EXERCISE DESCRIPTION:
Wherever the word "table" appears in a line below, that line counts; report the total number of such lines only.

== == ==

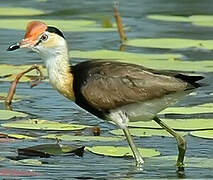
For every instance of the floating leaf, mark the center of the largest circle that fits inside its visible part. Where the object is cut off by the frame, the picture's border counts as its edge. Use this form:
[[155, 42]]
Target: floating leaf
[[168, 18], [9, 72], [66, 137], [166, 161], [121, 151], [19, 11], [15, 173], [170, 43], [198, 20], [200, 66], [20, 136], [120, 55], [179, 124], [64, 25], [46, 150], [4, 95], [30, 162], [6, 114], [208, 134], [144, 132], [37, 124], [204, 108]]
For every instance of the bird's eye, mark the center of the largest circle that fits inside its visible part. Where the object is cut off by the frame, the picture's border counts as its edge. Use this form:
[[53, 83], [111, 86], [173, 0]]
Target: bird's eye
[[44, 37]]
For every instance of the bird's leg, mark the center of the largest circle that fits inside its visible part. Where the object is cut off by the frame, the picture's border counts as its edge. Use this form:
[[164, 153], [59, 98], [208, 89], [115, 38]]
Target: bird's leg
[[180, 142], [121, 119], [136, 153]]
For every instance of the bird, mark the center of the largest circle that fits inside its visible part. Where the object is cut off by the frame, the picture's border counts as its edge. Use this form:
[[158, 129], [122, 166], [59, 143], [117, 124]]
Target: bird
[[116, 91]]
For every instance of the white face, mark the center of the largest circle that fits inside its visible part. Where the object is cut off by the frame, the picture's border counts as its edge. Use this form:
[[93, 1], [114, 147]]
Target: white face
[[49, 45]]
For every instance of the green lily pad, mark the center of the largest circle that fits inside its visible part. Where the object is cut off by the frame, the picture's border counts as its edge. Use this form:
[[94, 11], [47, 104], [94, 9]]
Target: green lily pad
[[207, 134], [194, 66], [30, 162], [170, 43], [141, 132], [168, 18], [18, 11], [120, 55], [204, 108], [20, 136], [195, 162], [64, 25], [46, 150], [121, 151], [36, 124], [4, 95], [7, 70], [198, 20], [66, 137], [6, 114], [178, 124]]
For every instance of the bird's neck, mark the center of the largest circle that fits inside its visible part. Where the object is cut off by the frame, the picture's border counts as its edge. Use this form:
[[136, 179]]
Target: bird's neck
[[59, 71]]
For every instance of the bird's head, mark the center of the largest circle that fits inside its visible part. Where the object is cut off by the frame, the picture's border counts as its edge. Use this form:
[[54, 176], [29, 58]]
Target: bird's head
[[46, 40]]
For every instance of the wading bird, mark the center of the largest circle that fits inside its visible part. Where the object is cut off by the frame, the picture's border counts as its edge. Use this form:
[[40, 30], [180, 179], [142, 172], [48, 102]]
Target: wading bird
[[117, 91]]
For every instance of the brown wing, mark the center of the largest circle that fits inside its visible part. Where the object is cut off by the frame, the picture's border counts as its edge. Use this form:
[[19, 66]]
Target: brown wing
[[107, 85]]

== == ==

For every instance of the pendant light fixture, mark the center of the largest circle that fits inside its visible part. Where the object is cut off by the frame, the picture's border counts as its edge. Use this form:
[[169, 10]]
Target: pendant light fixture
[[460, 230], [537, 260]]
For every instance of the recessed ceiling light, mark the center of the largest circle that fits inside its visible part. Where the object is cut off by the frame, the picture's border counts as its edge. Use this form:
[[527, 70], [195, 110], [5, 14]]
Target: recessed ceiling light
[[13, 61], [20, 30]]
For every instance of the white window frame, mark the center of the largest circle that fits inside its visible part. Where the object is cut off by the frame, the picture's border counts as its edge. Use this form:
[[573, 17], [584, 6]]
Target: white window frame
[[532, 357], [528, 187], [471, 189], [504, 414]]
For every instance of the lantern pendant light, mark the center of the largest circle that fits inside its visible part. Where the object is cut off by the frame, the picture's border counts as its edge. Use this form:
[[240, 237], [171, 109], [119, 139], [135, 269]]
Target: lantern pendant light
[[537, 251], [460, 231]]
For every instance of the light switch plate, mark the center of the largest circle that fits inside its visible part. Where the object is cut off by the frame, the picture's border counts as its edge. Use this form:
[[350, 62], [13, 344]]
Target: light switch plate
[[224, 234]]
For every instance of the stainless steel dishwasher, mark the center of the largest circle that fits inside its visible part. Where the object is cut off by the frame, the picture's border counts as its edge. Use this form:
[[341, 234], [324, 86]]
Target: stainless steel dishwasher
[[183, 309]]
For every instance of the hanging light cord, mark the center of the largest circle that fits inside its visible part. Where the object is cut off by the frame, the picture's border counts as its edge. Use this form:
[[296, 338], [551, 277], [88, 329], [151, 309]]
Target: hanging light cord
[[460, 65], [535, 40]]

== == ==

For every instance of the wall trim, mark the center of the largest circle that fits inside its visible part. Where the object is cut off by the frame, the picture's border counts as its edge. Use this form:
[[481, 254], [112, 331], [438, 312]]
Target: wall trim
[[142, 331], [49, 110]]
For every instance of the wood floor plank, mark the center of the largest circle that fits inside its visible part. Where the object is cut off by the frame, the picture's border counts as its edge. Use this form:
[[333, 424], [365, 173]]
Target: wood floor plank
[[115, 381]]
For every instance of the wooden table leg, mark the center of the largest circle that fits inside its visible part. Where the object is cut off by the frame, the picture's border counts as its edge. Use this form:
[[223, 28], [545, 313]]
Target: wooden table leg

== == ==

WRITTEN ANSWER:
2